**PROBLEM TO SOLVE:** Please transcribe the data below exactly. Leave the pictures out.

(Image object location entries)
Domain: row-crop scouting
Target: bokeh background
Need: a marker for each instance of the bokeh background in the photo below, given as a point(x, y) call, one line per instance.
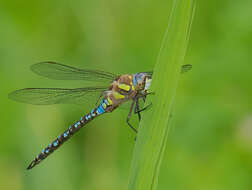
point(210, 143)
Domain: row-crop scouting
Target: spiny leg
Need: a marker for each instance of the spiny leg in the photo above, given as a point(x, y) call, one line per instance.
point(137, 109)
point(129, 115)
point(145, 108)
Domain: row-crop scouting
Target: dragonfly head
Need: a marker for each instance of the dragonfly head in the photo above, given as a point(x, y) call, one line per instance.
point(142, 81)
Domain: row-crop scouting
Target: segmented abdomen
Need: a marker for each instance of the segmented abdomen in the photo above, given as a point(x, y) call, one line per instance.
point(69, 132)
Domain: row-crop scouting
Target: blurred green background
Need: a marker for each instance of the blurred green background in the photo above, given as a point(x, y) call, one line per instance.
point(210, 143)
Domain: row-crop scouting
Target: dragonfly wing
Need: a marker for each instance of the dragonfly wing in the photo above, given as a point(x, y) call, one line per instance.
point(184, 68)
point(59, 71)
point(47, 96)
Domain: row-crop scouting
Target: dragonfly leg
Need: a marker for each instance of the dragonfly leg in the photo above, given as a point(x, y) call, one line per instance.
point(129, 116)
point(143, 109)
point(137, 109)
point(98, 100)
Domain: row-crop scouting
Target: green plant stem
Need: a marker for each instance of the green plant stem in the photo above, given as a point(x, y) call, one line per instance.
point(153, 130)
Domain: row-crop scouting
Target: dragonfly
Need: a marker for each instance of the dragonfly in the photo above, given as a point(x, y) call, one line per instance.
point(118, 90)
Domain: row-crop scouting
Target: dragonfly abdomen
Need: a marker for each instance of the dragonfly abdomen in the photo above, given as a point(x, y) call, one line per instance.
point(69, 132)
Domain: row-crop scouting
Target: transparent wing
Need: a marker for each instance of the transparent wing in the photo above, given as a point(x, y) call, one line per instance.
point(47, 96)
point(184, 69)
point(59, 71)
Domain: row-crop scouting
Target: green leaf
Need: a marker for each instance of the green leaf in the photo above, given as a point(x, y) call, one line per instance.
point(154, 126)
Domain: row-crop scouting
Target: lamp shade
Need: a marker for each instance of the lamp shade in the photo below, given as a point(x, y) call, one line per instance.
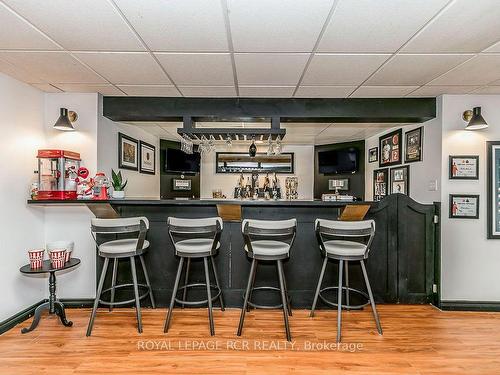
point(477, 121)
point(63, 123)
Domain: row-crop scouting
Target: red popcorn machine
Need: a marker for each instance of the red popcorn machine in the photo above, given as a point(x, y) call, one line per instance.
point(57, 174)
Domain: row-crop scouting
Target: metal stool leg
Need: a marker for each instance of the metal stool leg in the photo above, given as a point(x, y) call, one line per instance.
point(339, 302)
point(247, 295)
point(209, 297)
point(370, 294)
point(174, 293)
point(98, 296)
point(136, 293)
point(146, 276)
point(113, 283)
point(284, 299)
point(217, 283)
point(186, 280)
point(318, 288)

**FINISHED TASK:**
Domain: row-crop scouting
Target: bokeh background
Need: a marker for each instance of the bokeh background in the photo below, given as a point(x, y) call, one line per instance.
point(210, 143)
Domain: row-crop scouting
Target: spiny leg
Need: a marker for each instance of the spiny leg in the photo above, given as a point(x, y) call, one line per instance.
point(137, 109)
point(129, 115)
point(145, 108)
Domain: row-crop scouting
Target: dragonfly head
Need: a marker for each instance of the dragonfly head in the photo above, given as a point(x, y) call, one line per instance.
point(142, 81)
Domain: row-crop scouting
Target: segmented abdomen
Need: a marker for each instance of the segmented abdomen in the photo above, given as a point(x, y) call, one line per instance.
point(69, 132)
Domain: row-crop scouting
Target: blurred green background
Need: a marker for each instance of the blurred green background in the photo above, given as a point(x, y) call, one line per instance.
point(210, 143)
Domain: row-crop scouting
Target: dragonfly wing
Need: a marker for each instance of the dragonfly wing in the photo above, given as a point(x, y) call, one line per instance.
point(184, 68)
point(59, 71)
point(47, 96)
Domain: row-crop scouting
Target: dragonfly leg
Need: a marker for each instance of the dragonfly leg in the photo above, given as a point(x, y) call, one line per instance.
point(129, 116)
point(143, 109)
point(137, 109)
point(98, 100)
Domain: row-crop scouting
Target: green plant stem
Need: a marker for each instance of the green plant stem in the photo above, given as a point(x, y) call, one line per instance.
point(153, 130)
Domain: row-crop scouting
Target: dragonfly
Need: a marker for each instance of the dragonfly in the photo above, given as a point(x, y) call, one line per instance.
point(118, 90)
Domain: row-crop scouting
Target: dragonfly abdomen
Need: a marker for each instance of the dragonfly abdomen in the photo above, given as a point(x, y) call, one line per instance.
point(69, 132)
Domain: row-crop scouting
Target: transparent wing
Need: a marker for each instance of the transparent wing in the photo above, given as a point(x, y) call, one line per instance.
point(47, 96)
point(184, 69)
point(59, 71)
Domain: row-crop scouting
Target: green leaf
Need: a marker for each instance of the green leaf in the photo above, given as a point(x, y) call, one line per instance.
point(154, 126)
Domain: row-crop scouting
Target: lamp shade
Need: a marker for each instance of the lamp shade in the photo below, given as a point(x, y) call, one line per instance.
point(477, 121)
point(63, 123)
Domain: row-crop scouting
Target: red popcorn machine
Need: a marker for each instance of the red popcorn machine in the photo above, given as a point(x, y) call, one line per instance.
point(57, 174)
Domain: row-crop scouting
Target: metal stool leg
Need: a marker for each instance of the metal stool leg in the photo above, given as a point(x, y) call, one line per instance.
point(339, 302)
point(247, 295)
point(209, 297)
point(370, 294)
point(174, 293)
point(98, 296)
point(136, 293)
point(146, 276)
point(113, 283)
point(284, 299)
point(217, 283)
point(186, 280)
point(318, 288)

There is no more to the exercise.